* [WHAT TO WORK ON]:
Pull out every line below that contains the string "gray", treating uppercase and lowercase as different.

* [ITEMS]:
★ ★ ★

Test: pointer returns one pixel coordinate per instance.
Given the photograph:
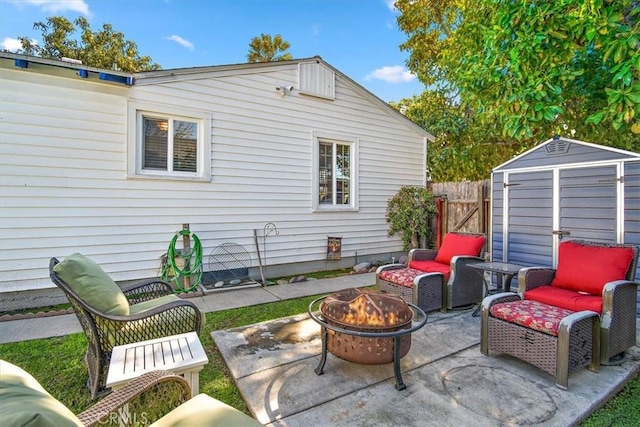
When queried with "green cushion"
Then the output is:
(203, 410)
(93, 285)
(23, 401)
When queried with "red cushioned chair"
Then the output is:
(438, 279)
(576, 315)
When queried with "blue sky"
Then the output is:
(358, 37)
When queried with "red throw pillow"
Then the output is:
(586, 268)
(459, 244)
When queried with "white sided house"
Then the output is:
(112, 164)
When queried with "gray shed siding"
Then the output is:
(588, 192)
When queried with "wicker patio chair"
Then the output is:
(558, 328)
(424, 282)
(618, 317)
(153, 312)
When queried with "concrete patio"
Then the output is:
(449, 382)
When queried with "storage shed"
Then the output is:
(112, 164)
(563, 189)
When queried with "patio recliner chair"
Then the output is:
(112, 316)
(581, 313)
(438, 279)
(157, 399)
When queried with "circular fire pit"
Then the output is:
(366, 327)
(362, 311)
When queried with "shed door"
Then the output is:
(587, 206)
(529, 218)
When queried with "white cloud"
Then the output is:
(56, 6)
(391, 74)
(10, 44)
(390, 4)
(181, 41)
(315, 29)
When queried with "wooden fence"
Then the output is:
(464, 206)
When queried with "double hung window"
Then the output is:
(335, 173)
(169, 144)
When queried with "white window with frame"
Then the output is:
(169, 143)
(335, 184)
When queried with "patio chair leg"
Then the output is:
(400, 385)
(323, 359)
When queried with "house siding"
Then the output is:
(65, 189)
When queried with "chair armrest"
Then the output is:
(619, 294)
(533, 277)
(146, 290)
(172, 318)
(422, 255)
(145, 399)
(389, 267)
(460, 261)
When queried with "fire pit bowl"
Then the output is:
(366, 327)
(364, 311)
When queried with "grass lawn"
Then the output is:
(57, 363)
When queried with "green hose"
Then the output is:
(192, 262)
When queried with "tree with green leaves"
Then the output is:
(105, 48)
(533, 69)
(409, 213)
(267, 49)
(464, 147)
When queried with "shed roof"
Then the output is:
(563, 151)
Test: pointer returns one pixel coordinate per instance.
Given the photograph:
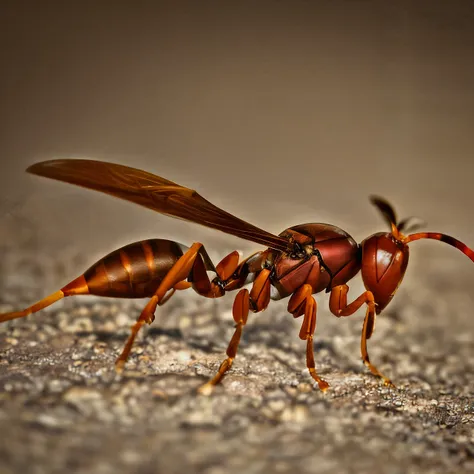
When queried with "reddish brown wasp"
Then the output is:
(301, 261)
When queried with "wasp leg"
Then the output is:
(240, 312)
(257, 300)
(302, 302)
(339, 307)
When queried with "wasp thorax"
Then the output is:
(384, 261)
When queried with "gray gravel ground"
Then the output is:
(63, 408)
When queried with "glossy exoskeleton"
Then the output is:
(301, 261)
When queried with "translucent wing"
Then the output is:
(155, 193)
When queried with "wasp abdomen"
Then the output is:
(133, 271)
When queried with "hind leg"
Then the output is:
(192, 263)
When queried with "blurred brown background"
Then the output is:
(281, 112)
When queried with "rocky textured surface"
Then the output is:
(63, 408)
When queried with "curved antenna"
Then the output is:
(443, 238)
(387, 211)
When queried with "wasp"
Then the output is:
(299, 262)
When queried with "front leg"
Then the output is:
(339, 307)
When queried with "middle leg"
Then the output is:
(303, 302)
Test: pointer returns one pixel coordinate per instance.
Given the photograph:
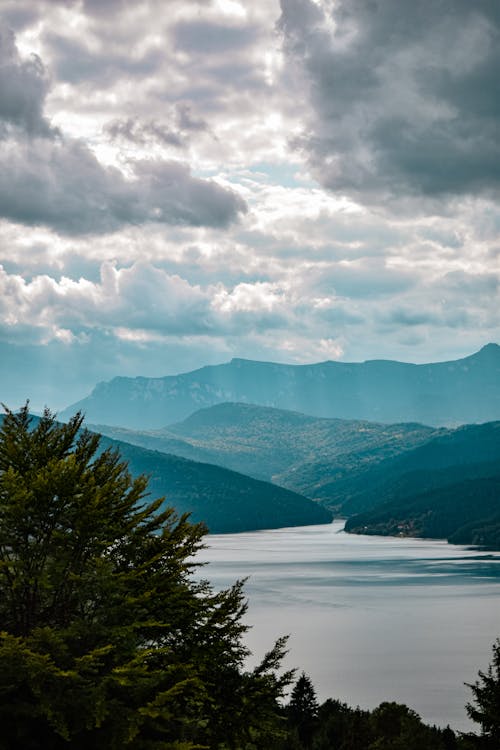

★ ★ ★

* [FULL OUTPUT]:
When queried with "gray shed siding"
When queried with "gray gravel ground"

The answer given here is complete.